▶ THE PROBLEM: Update each item below by replacing "Tag verification" with "Label check" and leaving all other text unchanged. Omit the pictures from your answer.

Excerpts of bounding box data
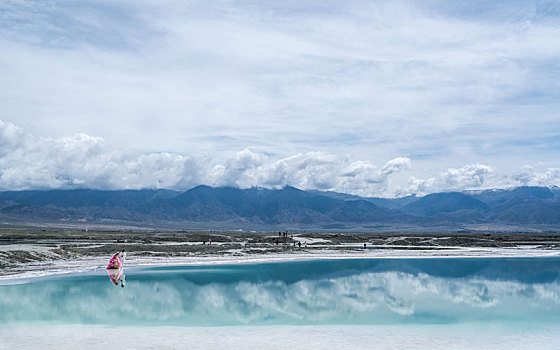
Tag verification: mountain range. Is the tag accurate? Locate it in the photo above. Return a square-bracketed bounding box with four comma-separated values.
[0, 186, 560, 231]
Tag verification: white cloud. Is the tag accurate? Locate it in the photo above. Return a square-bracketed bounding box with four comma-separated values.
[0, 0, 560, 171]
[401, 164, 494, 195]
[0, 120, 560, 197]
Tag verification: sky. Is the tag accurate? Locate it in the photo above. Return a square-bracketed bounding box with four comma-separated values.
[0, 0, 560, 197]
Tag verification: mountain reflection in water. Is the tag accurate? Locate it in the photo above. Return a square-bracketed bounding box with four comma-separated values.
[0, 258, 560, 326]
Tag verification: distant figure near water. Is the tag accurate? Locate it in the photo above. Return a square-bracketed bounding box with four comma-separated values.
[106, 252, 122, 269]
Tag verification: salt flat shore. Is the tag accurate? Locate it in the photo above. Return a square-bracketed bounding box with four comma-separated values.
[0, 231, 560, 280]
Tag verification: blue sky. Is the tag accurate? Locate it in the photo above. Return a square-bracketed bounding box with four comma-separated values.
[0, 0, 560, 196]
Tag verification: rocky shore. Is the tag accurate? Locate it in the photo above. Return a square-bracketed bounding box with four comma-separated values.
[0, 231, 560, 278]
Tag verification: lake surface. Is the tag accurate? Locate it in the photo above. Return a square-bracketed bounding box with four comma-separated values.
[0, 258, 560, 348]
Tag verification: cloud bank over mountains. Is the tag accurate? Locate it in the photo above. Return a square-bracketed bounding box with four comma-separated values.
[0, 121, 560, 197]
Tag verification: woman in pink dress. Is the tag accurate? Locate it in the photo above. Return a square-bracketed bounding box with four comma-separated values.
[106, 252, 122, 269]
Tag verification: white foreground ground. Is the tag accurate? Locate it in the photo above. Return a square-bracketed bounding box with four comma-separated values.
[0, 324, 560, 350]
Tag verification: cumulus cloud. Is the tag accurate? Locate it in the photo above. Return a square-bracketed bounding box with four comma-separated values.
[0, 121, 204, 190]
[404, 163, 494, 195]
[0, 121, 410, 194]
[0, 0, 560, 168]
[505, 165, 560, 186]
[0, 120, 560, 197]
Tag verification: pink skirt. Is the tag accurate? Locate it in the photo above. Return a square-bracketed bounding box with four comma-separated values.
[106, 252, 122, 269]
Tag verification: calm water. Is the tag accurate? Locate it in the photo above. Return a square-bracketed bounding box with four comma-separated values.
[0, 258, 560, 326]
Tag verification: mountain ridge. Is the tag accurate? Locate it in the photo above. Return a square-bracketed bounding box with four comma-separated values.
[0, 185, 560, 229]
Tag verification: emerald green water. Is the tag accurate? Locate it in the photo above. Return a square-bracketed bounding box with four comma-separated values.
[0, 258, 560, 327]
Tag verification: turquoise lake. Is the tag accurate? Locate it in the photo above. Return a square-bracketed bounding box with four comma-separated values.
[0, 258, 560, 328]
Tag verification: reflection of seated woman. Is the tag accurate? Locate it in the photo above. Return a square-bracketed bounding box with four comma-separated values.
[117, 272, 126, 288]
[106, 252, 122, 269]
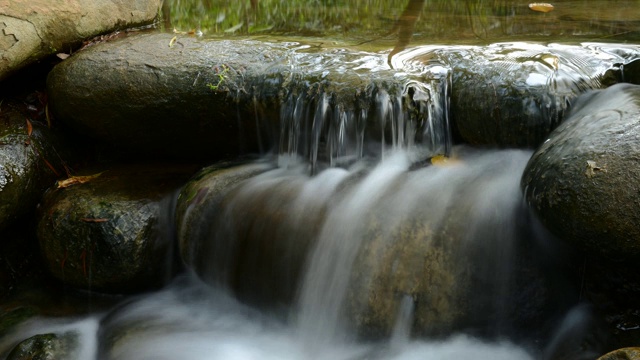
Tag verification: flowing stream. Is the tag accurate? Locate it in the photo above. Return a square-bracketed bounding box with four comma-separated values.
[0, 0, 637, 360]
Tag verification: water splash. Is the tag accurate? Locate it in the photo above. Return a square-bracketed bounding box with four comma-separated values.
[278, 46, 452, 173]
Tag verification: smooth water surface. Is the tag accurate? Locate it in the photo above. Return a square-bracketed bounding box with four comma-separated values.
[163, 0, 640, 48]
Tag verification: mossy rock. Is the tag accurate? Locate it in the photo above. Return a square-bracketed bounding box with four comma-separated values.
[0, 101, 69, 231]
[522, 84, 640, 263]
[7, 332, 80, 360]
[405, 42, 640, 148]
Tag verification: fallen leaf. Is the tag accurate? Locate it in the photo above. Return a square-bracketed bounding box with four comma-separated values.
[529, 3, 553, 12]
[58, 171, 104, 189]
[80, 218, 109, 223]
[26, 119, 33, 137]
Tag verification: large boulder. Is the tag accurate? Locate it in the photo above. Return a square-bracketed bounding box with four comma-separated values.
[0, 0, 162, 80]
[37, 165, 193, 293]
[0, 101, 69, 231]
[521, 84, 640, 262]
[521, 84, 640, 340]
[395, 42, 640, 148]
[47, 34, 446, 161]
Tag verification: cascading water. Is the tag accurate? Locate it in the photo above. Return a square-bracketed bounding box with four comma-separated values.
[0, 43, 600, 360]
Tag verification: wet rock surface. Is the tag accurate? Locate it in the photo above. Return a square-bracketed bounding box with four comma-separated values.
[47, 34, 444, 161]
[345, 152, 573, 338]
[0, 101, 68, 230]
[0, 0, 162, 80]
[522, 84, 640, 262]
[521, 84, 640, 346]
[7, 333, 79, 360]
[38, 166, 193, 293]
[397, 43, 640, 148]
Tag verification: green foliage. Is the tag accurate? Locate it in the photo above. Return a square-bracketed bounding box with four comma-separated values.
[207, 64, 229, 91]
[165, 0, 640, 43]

▶ THE REPLY:
Label check: mountain range. Is the tag accurate? Locate it in the photo above. Return a square-bracketed bounding box with four comma-separated values.
[0, 186, 560, 231]
Label check: white cloud. Is the tag accurate? Locate it in the photo above. Return a square-bracketed bounding box with four comma-separated values.
[0, 0, 560, 171]
[401, 164, 494, 195]
[0, 120, 560, 197]
Label check: sky. Is the tag accurate? Locate it in the photo above. Return a square-bracketed bounding box with four comma-separated values.
[0, 0, 560, 197]
Label check: mountain reflection in water. Is the tag accurate? Locate it in the photo above. Return a square-bracketed bounding box with four comma-separated values.
[0, 258, 560, 326]
Label check: distant figure near water. Is the tag accurate? Locate it in the photo above. Return a square-bracketed bounding box with four comma-separated values.
[106, 252, 122, 269]
Label check: salt flat shore. Is the tag accurate? Locate it in the photo above. Return a square-bracketed bounding box with four comma-separated values.
[0, 231, 560, 280]
Label check: blue sky. Is the tag accurate? Locate it in the photo above. Return a square-bracketed bounding box with four comma-separated values.
[0, 0, 560, 196]
Label check: rocky shore. Is the tag accurate? Locate it in the photo above. Return a square-bracketed bounding box with four comma-separated values.
[0, 231, 560, 278]
Label check: lake surface. Is the tag accurate? Locate it in the photo above. Return a square-bracketed bounding box with four comma-separated values.
[0, 258, 560, 348]
Label check: cloud bank over mountains. Is the tag accurate? Locate it in the photo above. Return a square-bracketed bounding box with four comma-separated values.
[0, 121, 560, 197]
Label check: woman in pink dress. Is the tag accurate? Locate it in the photo above. Return a square-bracketed bounding box with four comma-separated values.
[106, 252, 122, 269]
Label check: white foreground ground. Is the tag accurate? Locate it in the photo above. Return a square-bracketed bounding box with four comma-separated values.
[0, 324, 560, 350]
Label check: cumulus cloud. Is the tag accurate? Locate it in the photo above. Return a square-bracketed bounding box with four comma-separated values.
[0, 121, 204, 190]
[404, 163, 494, 195]
[0, 121, 410, 194]
[0, 0, 560, 168]
[505, 165, 560, 186]
[0, 120, 560, 197]
Label check: pink skirt. Is the tag accurate? Locate it in the photo above. Return a square-bracketed bounding box with four comma-separated values.
[106, 252, 122, 269]
Label check: calm water. Is the tag accurate? Locate it in the photo above. Return a square-bracketed bounding box with four comma-separated values.
[0, 258, 560, 326]
Label check: mountain ridge. Is the tag accurate? Locate it in the photo above. Return a square-bracketed bounding box with four comma-separated values.
[0, 185, 560, 229]
Label check: emerald green water. Is the tag accurate? Locate it in the photo above. Return a square-bracketed bounding box with four comma-separated values.
[0, 258, 560, 327]
Label check: turquoise lake. Is the tag accurate? Locate it in the photo above. Return a square-bracketed bounding box with four comma-separated values.
[0, 258, 560, 328]
Label check: reflection of seated woman. Is the tag accurate? Locate it in the photo above. Return a square-bracketed bounding box with four comma-separated values.
[117, 272, 126, 288]
[106, 252, 122, 269]
Label check: flowing stream. Is the tag accurate? Locate it in the photo above. Return a square-bracketed bounding box with four comma-separated values.
[0, 0, 637, 360]
Label check: water splash. Is the tag accurate? Locate it in the photo above. Return a square-bracketed bounding box with four comma-separated values.
[278, 46, 452, 173]
Label check: smooth water surface. Is the tag accurate? Locate it in the photo above. Return a square-bracketed bounding box with four comma-separated values.
[163, 0, 640, 48]
Label check: mossy rock. Is the tag accurate? Locate it in the photo above. Return a square-bracketed bounding box with four comma-separated values.
[0, 101, 69, 231]
[522, 84, 640, 263]
[7, 332, 80, 360]
[405, 42, 640, 148]
Label check: fallen leaf. Is the tag accurate? Locate it in the photo above. Return a square-bracketed bounding box with four comma-separated values.
[529, 3, 553, 12]
[58, 171, 104, 189]
[80, 218, 109, 223]
[26, 119, 33, 137]
Label check: large boulder. Is the tag accurate? Locate it in the photo above. Return a square-bracketed bounding box with four comma-separated values.
[0, 0, 162, 80]
[37, 165, 193, 293]
[0, 101, 69, 231]
[521, 84, 640, 262]
[521, 84, 640, 340]
[395, 42, 640, 148]
[47, 34, 446, 161]
Label check: cascading water. Is the tag accurate? Locate it in the photo above. Return a square-bracketed bounding box with four comma-separated values.
[0, 43, 600, 360]
Label check: wet rock surface. Is the tag accurate? Locate it in the photo above. Return a square-bracketed bounding box with four comma-separated values.
[47, 34, 444, 161]
[345, 152, 573, 338]
[0, 101, 68, 230]
[0, 0, 162, 80]
[522, 84, 640, 262]
[521, 84, 640, 346]
[7, 333, 79, 360]
[38, 166, 193, 293]
[397, 43, 640, 148]
Label check: green foliage. Is the tag accurate? Locate it in the photo above. Return a square-bracketed bounding box with four comma-separated values.
[207, 64, 229, 91]
[165, 0, 640, 43]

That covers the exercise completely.